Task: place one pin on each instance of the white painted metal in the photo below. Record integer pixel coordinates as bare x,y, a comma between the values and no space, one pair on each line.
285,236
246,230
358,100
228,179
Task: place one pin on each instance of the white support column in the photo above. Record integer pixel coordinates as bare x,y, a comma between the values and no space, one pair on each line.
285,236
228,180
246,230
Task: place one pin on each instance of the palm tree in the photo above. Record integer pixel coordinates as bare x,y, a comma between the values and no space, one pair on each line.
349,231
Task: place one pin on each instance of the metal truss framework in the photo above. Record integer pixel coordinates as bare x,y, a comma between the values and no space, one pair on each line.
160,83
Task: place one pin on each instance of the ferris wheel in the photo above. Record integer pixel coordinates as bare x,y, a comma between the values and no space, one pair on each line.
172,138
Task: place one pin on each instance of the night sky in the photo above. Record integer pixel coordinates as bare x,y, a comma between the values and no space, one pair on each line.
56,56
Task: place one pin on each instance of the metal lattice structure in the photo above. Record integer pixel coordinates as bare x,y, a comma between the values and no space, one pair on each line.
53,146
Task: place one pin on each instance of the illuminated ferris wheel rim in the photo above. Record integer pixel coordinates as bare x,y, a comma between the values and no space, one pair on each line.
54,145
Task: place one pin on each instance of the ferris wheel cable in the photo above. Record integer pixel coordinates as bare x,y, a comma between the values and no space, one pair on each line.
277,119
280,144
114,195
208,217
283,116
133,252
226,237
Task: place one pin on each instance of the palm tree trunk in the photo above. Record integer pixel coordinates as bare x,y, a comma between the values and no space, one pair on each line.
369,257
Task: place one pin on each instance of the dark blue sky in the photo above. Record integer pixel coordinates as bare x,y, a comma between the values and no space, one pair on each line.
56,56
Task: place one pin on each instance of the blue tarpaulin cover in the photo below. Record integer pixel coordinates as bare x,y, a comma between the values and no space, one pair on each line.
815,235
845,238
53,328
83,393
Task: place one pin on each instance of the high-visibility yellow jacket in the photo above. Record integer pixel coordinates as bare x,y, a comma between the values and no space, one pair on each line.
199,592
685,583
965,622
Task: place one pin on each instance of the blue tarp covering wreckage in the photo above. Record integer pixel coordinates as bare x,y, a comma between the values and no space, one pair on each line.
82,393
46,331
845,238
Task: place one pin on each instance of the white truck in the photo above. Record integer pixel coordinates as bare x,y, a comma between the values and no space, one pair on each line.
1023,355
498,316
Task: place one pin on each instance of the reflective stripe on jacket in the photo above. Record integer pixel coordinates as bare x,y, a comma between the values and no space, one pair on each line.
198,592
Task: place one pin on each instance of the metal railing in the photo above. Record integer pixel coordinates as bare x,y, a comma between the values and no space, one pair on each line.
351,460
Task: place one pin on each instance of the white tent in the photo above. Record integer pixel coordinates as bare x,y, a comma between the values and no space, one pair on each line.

● ● ● ● ●

WRITTEN REQUEST ▸
Repeat each record in full; every line must match exactly.

ANSWER TO THE PROBLEM ▸
Task: place one pin on each instance of the white painted metal in the photo below. Record integer pixel coordinates as bare x,y, a comma between the values and no space, one pair on each line.
285,236
246,230
358,100
228,179
Task: place one pin on each instance of the white support column in the photo above. Record integer pixel coordinates as bare x,y, a comma between the values and no space, one pair on each line.
285,236
228,180
246,230
Task: place one pin on each instance of the palm tree in the photo above. Record integer pixel coordinates as bare x,y, a comma between the values and no space, one pair on each line.
349,231
Task: place one pin on each instance of the metal truss framework in the photo above. Record integer pixel coordinates as bare x,y, a comma between the values and no space, one pair on each line.
160,83
Task: place one pin on each instance of the ferris wheel in the photo above. Record integer pixel coordinates as bare x,y, a comma between the values and no space, one pair on each line.
172,138
Task: place one pin on each instance of the night sky in the photo above. Record integer pixel coordinates as bare x,y, a comma between the values and no space, one pair on each line.
56,56
Task: place one pin on each instance of the metal lattice structure in the photo above. Record integer pixel coordinates as bare x,y, a comma between the values and no space, one pair on each line.
53,146
Task: place one pin on each instance of the illuminated ferris wheel rim in the photo above. Record integer pixel coordinates as bare x,y, a comma between the values and no space, one pair on each line.
54,145
Task: place one pin on each instance of the ferris wheel cable in the photo above. Record integer pixel coordinates as bare x,y, a comma between the values and no space, one pair on each line.
277,119
280,144
114,195
208,217
283,116
133,252
226,237
Task: place one pin on each instance of the palm tree trunk in the photo above. Record integer pixel coordinates as bare x,y, a comma between the values and no space, one pair on each line.
369,257
Task: place one pin on each instance of the dark blue sky in the photo above. Record integer pixel coordinates as bare x,y, a comma between the values and no space, one pair on each line.
56,56
Task: place one pin on each instance of the blue tarpaulin cover in the photo below. Record integer pixel coordinates as bare x,y, a comma between the values and no space, one pair on each line.
815,235
845,238
53,328
83,393
Task: place one pin on each instance of the high-visibility yellow jacket in the photo above. Record integer pixel coordinates as bare x,y, a comma between the values and no space, one pair on each line.
199,592
685,583
965,622
Task: place one pin on each instance of the blue tarp covering wreckage in the photo above. Record integer pixel coordinates as bare x,y, a comma between the values and no space, one pair on each line.
82,393
46,331
845,238
Task: place one pin on each instance of the white truck in the photo above. Record integer pixel coordinates as bare x,y, a comma between the values and no space, one pair on each line.
1023,355
498,316
Task: place one pin on each instance of the reflective stripe on jacket in the photo above. Record integer pixel coordinates as bare x,y, a comma between the values and no space, one pair on each line.
198,592
Task: place one pin on each instance of the metal railing in the photo above. Record integer pixel coordinates as bare x,y, a comma between the values and no space, one pair on each line.
351,460
Task: place one pin on each instance of the white tent in the photo above. Record integer pixel coordinates as bare x,y, a comma between the values and no space, one pair on each line.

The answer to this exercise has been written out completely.